[Entries start]
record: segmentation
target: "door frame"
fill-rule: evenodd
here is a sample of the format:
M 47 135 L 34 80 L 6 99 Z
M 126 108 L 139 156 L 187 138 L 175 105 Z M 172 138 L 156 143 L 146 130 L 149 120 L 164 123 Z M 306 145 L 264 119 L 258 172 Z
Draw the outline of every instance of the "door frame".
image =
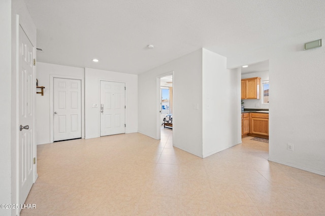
[Entries end]
Exercise directions →
Write the lines above as a JSON list of strings, one string per line, skipping any blank lines. Leave the picture out of the list.

Solution to this exercise →
[
  "record: segmentation",
  "target: \"door frame\"",
  "fill-rule: evenodd",
  "here is a sample of the format:",
  "M 47 135 L 34 80 L 6 99 Z",
  "M 126 108 L 139 156 L 187 138 L 175 105 Z M 172 138 L 156 143 L 146 130 L 149 120 L 164 123 Z M 306 145 L 264 119 L 258 172 Z",
  "Draw the outline of every instance of the \"door frame\".",
  "image ="
]